• _Instructions for the task_: Make an exact copy of all the entries below, with the pictures left out.

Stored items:
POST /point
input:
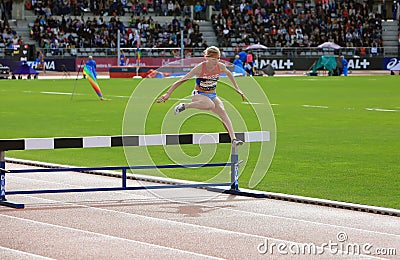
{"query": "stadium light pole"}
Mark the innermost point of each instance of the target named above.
(118, 46)
(182, 48)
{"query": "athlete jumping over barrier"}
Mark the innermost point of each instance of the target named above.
(204, 95)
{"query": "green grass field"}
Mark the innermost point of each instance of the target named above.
(337, 137)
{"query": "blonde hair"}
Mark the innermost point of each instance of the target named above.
(211, 51)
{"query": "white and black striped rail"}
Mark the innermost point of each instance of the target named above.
(131, 140)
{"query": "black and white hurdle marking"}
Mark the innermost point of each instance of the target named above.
(129, 140)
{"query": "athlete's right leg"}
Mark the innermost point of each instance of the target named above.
(198, 101)
(201, 102)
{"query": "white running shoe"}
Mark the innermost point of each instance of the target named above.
(237, 142)
(179, 108)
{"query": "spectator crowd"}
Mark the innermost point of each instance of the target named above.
(73, 31)
(274, 23)
(292, 24)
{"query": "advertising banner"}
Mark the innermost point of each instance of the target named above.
(391, 64)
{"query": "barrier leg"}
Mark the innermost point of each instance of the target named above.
(2, 177)
(234, 190)
(123, 178)
(3, 200)
(234, 167)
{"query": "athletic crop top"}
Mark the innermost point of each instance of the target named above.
(207, 80)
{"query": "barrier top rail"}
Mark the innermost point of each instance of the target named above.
(128, 140)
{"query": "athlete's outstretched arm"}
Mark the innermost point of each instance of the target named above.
(189, 75)
(232, 79)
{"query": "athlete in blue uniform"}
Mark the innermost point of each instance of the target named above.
(204, 94)
(91, 64)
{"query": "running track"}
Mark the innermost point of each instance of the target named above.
(179, 224)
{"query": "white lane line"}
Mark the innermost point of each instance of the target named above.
(381, 109)
(173, 222)
(223, 208)
(55, 93)
(107, 236)
(312, 106)
(252, 103)
(23, 253)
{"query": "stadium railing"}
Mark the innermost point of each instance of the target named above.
(228, 52)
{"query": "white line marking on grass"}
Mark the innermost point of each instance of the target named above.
(252, 103)
(182, 99)
(312, 106)
(56, 93)
(22, 253)
(381, 109)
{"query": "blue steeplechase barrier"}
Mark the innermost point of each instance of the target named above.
(137, 140)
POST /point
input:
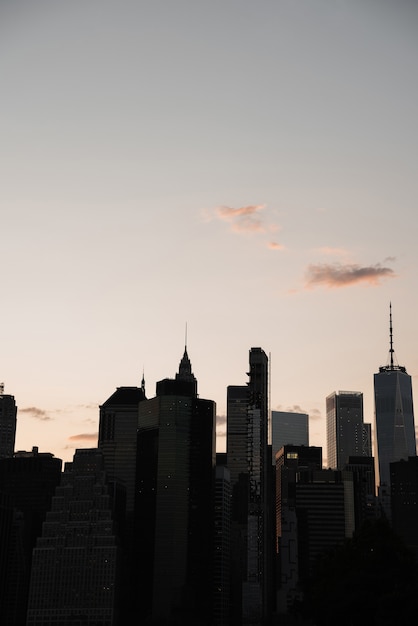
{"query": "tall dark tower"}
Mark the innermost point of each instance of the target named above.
(8, 411)
(394, 414)
(174, 504)
(118, 427)
(75, 565)
(347, 435)
(249, 462)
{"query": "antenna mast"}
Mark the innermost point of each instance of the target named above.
(390, 336)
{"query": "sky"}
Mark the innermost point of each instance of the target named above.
(231, 173)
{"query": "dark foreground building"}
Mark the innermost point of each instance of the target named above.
(75, 566)
(174, 504)
(27, 484)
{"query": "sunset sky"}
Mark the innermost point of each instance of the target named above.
(248, 169)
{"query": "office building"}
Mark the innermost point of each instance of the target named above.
(404, 501)
(118, 425)
(174, 507)
(222, 545)
(290, 462)
(249, 461)
(394, 415)
(288, 428)
(27, 484)
(347, 435)
(8, 412)
(74, 577)
(365, 504)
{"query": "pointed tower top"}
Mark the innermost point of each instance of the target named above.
(143, 382)
(185, 368)
(393, 364)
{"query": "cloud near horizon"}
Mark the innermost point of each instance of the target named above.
(243, 219)
(39, 414)
(336, 275)
(84, 437)
(247, 219)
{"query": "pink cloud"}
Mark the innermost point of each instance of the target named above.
(273, 245)
(84, 437)
(242, 219)
(39, 414)
(337, 275)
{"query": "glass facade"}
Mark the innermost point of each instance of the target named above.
(394, 418)
(346, 432)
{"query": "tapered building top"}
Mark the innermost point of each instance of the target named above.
(184, 384)
(185, 368)
(392, 364)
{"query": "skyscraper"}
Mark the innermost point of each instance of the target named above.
(8, 412)
(249, 462)
(347, 435)
(74, 577)
(28, 481)
(118, 425)
(174, 505)
(394, 414)
(288, 428)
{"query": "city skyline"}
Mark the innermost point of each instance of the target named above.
(247, 170)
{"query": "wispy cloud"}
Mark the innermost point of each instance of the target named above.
(37, 413)
(273, 245)
(243, 219)
(336, 275)
(84, 437)
(331, 251)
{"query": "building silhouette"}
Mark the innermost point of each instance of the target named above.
(249, 462)
(394, 417)
(291, 460)
(347, 435)
(174, 519)
(222, 543)
(404, 501)
(75, 565)
(118, 426)
(27, 484)
(288, 428)
(8, 412)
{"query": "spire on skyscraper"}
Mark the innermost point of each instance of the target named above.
(143, 382)
(393, 364)
(185, 367)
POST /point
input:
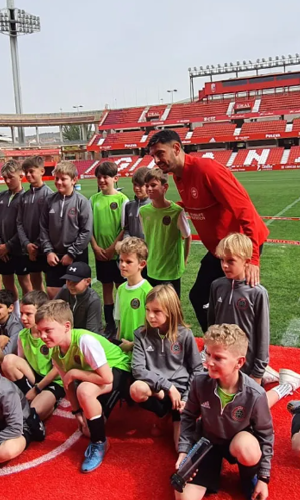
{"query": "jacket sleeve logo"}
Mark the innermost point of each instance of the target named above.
(238, 413)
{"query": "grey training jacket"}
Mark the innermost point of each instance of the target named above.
(235, 302)
(86, 309)
(11, 329)
(132, 223)
(9, 206)
(29, 213)
(161, 363)
(248, 409)
(14, 410)
(66, 224)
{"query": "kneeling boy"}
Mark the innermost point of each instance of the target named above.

• _The reply_:
POST /point
input:
{"query": "stadium light pole"}
Mark the innermost point of each instance of the target named above.
(118, 46)
(182, 48)
{"query": "athlete jumping over barrier"}
Mark the innermost point of each instance of the target named above.
(204, 95)
{"query": "green grass field"}
Mark the innermost point of each instance of the target named above.
(337, 137)
{"query": "blonde hair"}
Mark the innermost point of each instance of the target named above.
(211, 51)
{"query": "white and black striped rail"}
Mark the innermost point of each instance of the target named above.
(131, 140)
{"query": "black and white hurdle marking"}
Mark the innermost point of each instance of the target named above.
(129, 140)
{"query": "athlete's right leg"}
Mark the innermost point of each instance of the target named above.
(198, 101)
(201, 102)
{"query": "white running shoe"}
Mark the innermost point of each instance of the target named above.
(237, 142)
(179, 108)
{"query": "spectator crowd"}
Mark the innermost point of each instance of the target named above.
(73, 31)
(274, 23)
(292, 24)
{"query": "advertising banner"}
Mark the innermost point of each instance of the target named above.
(391, 64)
{"query": "barrier leg"}
Mark the innermost point of each instance of the target named above.
(2, 177)
(234, 190)
(123, 178)
(3, 200)
(234, 167)
{"query": "athletic crop top"}
Mark the innermost point of each instance of the target named above.
(207, 80)
{"query": "barrier top rail"}
Mark the innermost point of each instance of the target named above.
(128, 140)
{"query": "athlete's outstretched arm"}
Mark the innermost point of each instance of the target named above.
(189, 75)
(232, 79)
{"query": "athlete in blue uniform"}
Mark the innermost point of each instance of the target named above.
(204, 94)
(91, 64)
{"query": "running track"}
Mark the innermost point of each instance of the target named above.
(179, 224)
{"query": "white lane line"}
Mark the innermost point of each instance of the target named above.
(381, 109)
(173, 222)
(223, 208)
(55, 93)
(107, 236)
(312, 106)
(252, 103)
(23, 253)
{"query": "stadium railing"}
Mark the innermost point of each instance of the target named above.
(228, 52)
{"query": "white line marking on grass"}
Mark the innermost point of each instance of the target named above.
(252, 103)
(182, 99)
(312, 106)
(56, 93)
(22, 253)
(381, 109)
{"query": "blue steeplechase barrier"}
Mark the innermost point of each instance of the target named above.
(137, 140)
POST /point
input:
{"query": "tall dark tower"}
Mark the innermost point of each instance of the target named above.
(8, 411)
(394, 414)
(174, 504)
(118, 427)
(75, 565)
(347, 435)
(249, 462)
{"query": "antenna mast"}
Mark the innermost point of each instance of the target named above.
(390, 336)
{"query": "sky"}
Mark the innermost point of each instance of the target named above.
(231, 173)
{"query": "dark foreground building"}
Mark the innermost point of each instance of the target named above.
(75, 566)
(174, 504)
(27, 484)
{"query": "sunset sky"}
Mark the innermost point of each instance of the target named above.
(248, 169)
{"query": "office building"}
Mark the innermost point of each instance of the target named above.
(404, 501)
(118, 425)
(174, 507)
(222, 545)
(290, 462)
(249, 461)
(394, 415)
(288, 428)
(27, 484)
(347, 435)
(8, 412)
(74, 577)
(365, 504)
{"query": "pointed tower top"}
Mark the innermost point of each instance of the target named above.
(143, 382)
(185, 368)
(393, 364)
{"query": "cloud near horizon"}
Mark the innermost point of each instance of the target named above.
(243, 219)
(39, 414)
(336, 275)
(84, 437)
(247, 219)
{"query": "pink cloud"}
Mark the innermost point of each instance of the target named above.
(273, 245)
(84, 437)
(242, 219)
(39, 414)
(337, 275)
{"query": "glass facade"}
Mark the innermost point of each instance of the target named above.
(394, 418)
(346, 432)
{"query": "tapered building top"}
Mark the innermost point of each instance of the target named above.
(184, 384)
(185, 368)
(392, 364)
{"query": "skyscraper"}
Mark the innermost point of each instance of the target named above.
(8, 412)
(249, 462)
(347, 435)
(74, 577)
(28, 481)
(118, 425)
(174, 505)
(394, 414)
(288, 428)
{"query": "city skyline"}
Mark the innermost point of each instance of the target named above.
(247, 170)
{"query": "wispy cloud"}
Mark the innermost point of each instance of the target named above.
(37, 413)
(273, 245)
(243, 219)
(336, 275)
(84, 437)
(331, 251)
{"query": "building silhouette"}
Mark the innermost point of each instance of the target named above.
(249, 462)
(394, 417)
(291, 460)
(347, 435)
(174, 519)
(222, 543)
(404, 501)
(75, 565)
(118, 426)
(27, 484)
(288, 428)
(8, 412)
{"query": "spire on skyscraper"}
Mark the innermost point of each instance of the target named above.
(143, 382)
(393, 364)
(185, 367)
POST /point
input:
{"query": "jacket sleeve logo"}
Mark the innermost point of each instance of the target named above.
(238, 413)
{"query": "grey training jacket"}
Mark the innermost point of each instance of the target named above.
(235, 302)
(86, 309)
(11, 329)
(132, 223)
(9, 206)
(29, 213)
(161, 363)
(248, 409)
(14, 410)
(66, 224)
{"query": "kneeling boy"}
Mark the innermost point of each instance of the target named above.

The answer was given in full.